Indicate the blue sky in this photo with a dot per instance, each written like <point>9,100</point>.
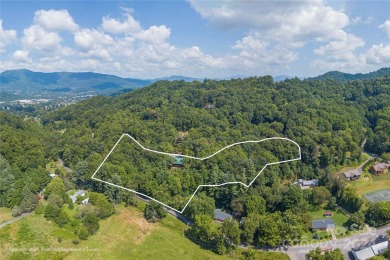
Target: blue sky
<point>149,39</point>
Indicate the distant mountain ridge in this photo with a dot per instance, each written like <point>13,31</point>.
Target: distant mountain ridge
<point>77,83</point>
<point>27,84</point>
<point>343,77</point>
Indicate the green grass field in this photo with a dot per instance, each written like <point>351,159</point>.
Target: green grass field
<point>378,195</point>
<point>340,220</point>
<point>369,182</point>
<point>125,235</point>
<point>5,214</point>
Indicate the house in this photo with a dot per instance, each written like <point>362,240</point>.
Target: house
<point>379,168</point>
<point>209,106</point>
<point>353,174</point>
<point>177,162</point>
<point>220,216</point>
<point>306,183</point>
<point>76,194</point>
<point>84,202</point>
<point>370,251</point>
<point>328,214</point>
<point>323,224</point>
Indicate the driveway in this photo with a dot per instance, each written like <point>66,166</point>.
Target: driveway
<point>14,219</point>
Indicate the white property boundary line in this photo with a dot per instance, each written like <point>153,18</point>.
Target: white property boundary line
:::
* **Set exercise**: Rewrite the stretch of lines from the one containing "Indicate the driveway" through the end of the records, keeping the requests. Multiply every point coordinate in the answers by 1.25 and round to whole numbers, with halves going up, but leave the numbers in the requests and their format samples unchanged.

* **Written solution**:
Indicate the driveway in this photo with a dot per instance, each written like <point>66,166</point>.
Target: driveway
<point>18,274</point>
Indicate the white property boundary line in this photo with a dot per instance, each written like <point>153,18</point>.
Target: white property boundary line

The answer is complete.